Supplied text section start

But Tanner agrees that under the GOP alternatives “there are going to be winners and losers … and the losers are most likely to be older, sicker, blue-collar workers, which is a Trump constituency. The winners are going to be educated, white-collar, wealthier, and younger people who were not the Trump constituency.”
This inversion is rooted in the Republican determination to unravel the sharing of risk that Obamacare aggressively mandated. While the ACA’s top goal may have been reducing the number of Americans without health insurance at all, most experts agree that a close second was requiring a greater pooling of financial risk between the healthy and sick, and the young and old. “That is part and parcel of trying to make all of the other pieces work,” said Linda Blumberg, a senior fellow in health policy at the Urban Institute.
Most of the debate over the potential impact of ACA repeal has focused on who might lose coverage if the law is revoked. As the Urban Institute has shown, the coverage expansion under the law has benefited constituencies favorable to each party: Though the number of uninsured has declined most among racial minorities, who mostly vote Democratic, whites without a college education, the cornerstone of Trump’s coalition, ranked second and also scored big gains. The choices about risk sharing affect the total level of coverage, but even more profoundly shape the cost and comprehensiveness of the coverage that the insured can obtain. And on those measures, the costs of repeal could tilt disproportionately against older working-age Americans—a mostly white age group that has become indispensable to GOP electoral fortunes.
Though few subjects may seem more arcane than health-insurance regulation, these contrasting approaches illuminate a core philosophical divide between the parties. The ACA prizes solidarity: It is an intricately interlocked mechanism for sharing the financial risks of medical needs in two respects. First, it shares risk across generations—with today’s young subsidizing today’s old. Second, it spreads risk across any individual’s lifecycle: Under the law, people pay more for health coverage when they are young so they can pay less when they are old. “In many ways under the law the young and healthy are subsidizing the older and sicker on the theory that eventually all of us get older and sicker,” said Sabrina Corlette, a research professor at the Center on Health Insurance Reforms at Georgetown University. “A key policy driver of the ACA is to pool risk as much as possible on the theory that will make coverage more affordable to a greater number of people.”
By contrast, the GOP plans all prize autonomy. They would allow individuals more choice in whether to buy insurance at all or what kind to purchase, and allow the healthy to pay less unless and until they have significant health needs. The price, in policy terms, for that flexibility is accepting wider divergence between the healthy and sick in both the availability and cost of care. Under the Republican plans, “There’s a scenario where people get a cheaper premium and they have more out of pocket cost sharing and more benefit exclusions,” said Christine Eibner, a Rand Corporation senior economist who studies health care. “And if they have a healthy year they look at it and say this is better. But then they could be in for a surprise if there is a catastrophe or they get really sick and they find something is excluded and the cost sharing is really high.”

Supplied text section end

### Exercise requirements
#1 In the article on health-insurance risk sharing, condense the paragraph beginning "By contrast, the GOP plans all prize autonomy" into a shorter version that keeps its main facts.
#2 Write out the portion of the article on health-insurance risk sharing starting with "Most of the" and going on through "GOP electoral fortunes.".
Rely solely on the article on health-insurance risk sharing.

Data excerpts section start

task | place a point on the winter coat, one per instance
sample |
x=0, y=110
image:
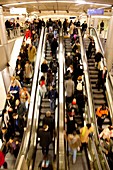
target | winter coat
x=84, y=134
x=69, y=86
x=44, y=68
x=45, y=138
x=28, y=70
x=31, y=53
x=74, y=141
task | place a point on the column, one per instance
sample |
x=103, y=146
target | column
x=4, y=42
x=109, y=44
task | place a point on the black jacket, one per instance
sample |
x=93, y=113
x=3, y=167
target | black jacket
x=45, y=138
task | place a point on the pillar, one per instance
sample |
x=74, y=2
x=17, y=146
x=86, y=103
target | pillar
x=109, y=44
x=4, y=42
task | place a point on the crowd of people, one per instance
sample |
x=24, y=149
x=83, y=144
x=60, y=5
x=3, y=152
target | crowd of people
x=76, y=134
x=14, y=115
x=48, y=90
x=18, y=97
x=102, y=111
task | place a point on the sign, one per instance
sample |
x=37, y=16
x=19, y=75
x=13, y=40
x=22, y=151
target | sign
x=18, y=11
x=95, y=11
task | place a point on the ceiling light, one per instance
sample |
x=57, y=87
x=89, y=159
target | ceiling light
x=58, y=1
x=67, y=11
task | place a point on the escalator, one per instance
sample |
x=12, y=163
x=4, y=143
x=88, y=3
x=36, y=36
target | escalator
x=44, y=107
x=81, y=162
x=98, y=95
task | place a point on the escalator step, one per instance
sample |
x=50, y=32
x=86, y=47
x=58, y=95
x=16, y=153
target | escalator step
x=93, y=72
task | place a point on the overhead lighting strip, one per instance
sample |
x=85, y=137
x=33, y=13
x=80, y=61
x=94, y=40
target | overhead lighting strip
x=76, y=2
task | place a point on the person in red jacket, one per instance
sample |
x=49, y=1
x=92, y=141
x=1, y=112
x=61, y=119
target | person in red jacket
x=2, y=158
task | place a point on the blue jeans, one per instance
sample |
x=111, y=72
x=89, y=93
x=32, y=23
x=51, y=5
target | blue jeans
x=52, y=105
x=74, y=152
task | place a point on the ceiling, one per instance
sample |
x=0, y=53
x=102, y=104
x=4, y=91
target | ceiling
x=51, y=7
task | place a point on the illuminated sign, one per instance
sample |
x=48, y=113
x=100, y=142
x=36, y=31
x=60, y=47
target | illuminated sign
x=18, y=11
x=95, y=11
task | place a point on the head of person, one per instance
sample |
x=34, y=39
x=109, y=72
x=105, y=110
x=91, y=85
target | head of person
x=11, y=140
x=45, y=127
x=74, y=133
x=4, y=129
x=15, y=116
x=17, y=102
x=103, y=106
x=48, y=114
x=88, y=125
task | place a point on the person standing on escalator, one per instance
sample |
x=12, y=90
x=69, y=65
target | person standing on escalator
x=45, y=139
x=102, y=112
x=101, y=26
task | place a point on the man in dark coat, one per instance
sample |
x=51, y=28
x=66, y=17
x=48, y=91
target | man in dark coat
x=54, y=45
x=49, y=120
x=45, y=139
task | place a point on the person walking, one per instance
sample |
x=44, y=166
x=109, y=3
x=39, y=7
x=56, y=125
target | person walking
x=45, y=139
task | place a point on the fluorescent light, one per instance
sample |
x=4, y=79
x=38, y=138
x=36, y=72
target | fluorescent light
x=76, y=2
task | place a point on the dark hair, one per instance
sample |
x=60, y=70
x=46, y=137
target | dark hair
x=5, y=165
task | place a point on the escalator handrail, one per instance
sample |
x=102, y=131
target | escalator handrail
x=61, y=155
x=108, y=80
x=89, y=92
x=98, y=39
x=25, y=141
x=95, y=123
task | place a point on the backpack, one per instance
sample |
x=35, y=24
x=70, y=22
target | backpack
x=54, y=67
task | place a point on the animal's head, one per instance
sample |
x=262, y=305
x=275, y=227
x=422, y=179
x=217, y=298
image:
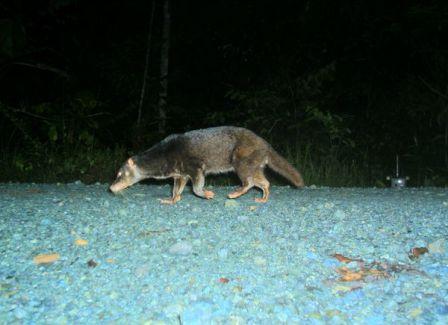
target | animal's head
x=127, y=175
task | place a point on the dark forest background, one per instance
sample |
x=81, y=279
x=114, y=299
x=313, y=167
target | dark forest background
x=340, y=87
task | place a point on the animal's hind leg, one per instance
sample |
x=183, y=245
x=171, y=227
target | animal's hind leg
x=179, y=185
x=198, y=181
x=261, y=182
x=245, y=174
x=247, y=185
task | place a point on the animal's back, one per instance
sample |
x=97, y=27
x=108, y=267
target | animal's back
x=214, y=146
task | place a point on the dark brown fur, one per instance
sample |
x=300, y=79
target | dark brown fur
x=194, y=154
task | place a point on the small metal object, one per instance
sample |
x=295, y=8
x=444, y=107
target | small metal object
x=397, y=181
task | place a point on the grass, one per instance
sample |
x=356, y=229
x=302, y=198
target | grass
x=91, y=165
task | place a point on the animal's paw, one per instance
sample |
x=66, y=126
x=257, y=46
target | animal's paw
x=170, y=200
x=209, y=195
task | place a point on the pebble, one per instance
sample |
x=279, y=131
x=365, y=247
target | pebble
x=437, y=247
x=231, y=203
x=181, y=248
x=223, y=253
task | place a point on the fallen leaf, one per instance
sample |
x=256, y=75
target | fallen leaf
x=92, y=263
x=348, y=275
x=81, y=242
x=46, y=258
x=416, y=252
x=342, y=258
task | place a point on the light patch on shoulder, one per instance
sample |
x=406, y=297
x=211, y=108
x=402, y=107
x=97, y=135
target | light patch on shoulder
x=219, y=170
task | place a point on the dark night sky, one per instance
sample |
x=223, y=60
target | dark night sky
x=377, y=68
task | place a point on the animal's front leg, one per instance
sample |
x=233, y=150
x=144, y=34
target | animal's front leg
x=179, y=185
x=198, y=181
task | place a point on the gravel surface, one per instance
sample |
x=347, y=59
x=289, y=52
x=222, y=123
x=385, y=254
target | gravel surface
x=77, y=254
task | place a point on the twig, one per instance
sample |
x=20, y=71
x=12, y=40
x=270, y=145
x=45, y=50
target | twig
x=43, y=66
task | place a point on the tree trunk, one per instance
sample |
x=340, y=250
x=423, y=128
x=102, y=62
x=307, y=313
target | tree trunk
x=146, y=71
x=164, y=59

Data excerpts section end

### Activity answers
#1 The Republican plans favor autonomy. They would give individuals more choice about whether to buy insurance and what kind to buy, and let healthy people pay less until they have significant health needs. The trade-off is a wider gap between the healthy and the sick in the availability and cost of care. Christine Eibner, a Rand Corporation senior economist, said that people could get cheaper premiums along with more out-of-pocket cost sharing and more benefit exclusions. That may seem better in a healthy year, but it could bring a surprise in a catastrophe or serious illness.

#2
Most of the debate over the potential impact of ACA repeal has focused on who might lose coverage if the law is revoked. As the Urban Institute has shown, the coverage expansion under the law has benefited constituencies favorable to each party: Though the number of uninsured has declined most among racial minorities, who mostly vote Democratic, whites without a college education, the cornerstone of Trump’s coalition, ranked second and also scored big gains. The choices about risk sharing affect the total level of coverage, but even more profoundly shape the cost and comprehensiveness of the coverage that the insured can obtain. And on those measures, the costs of repeal could tilt disproportionately against older working-age Americans—a mostly white age group that has become indispensable to GOP electoral fortunes.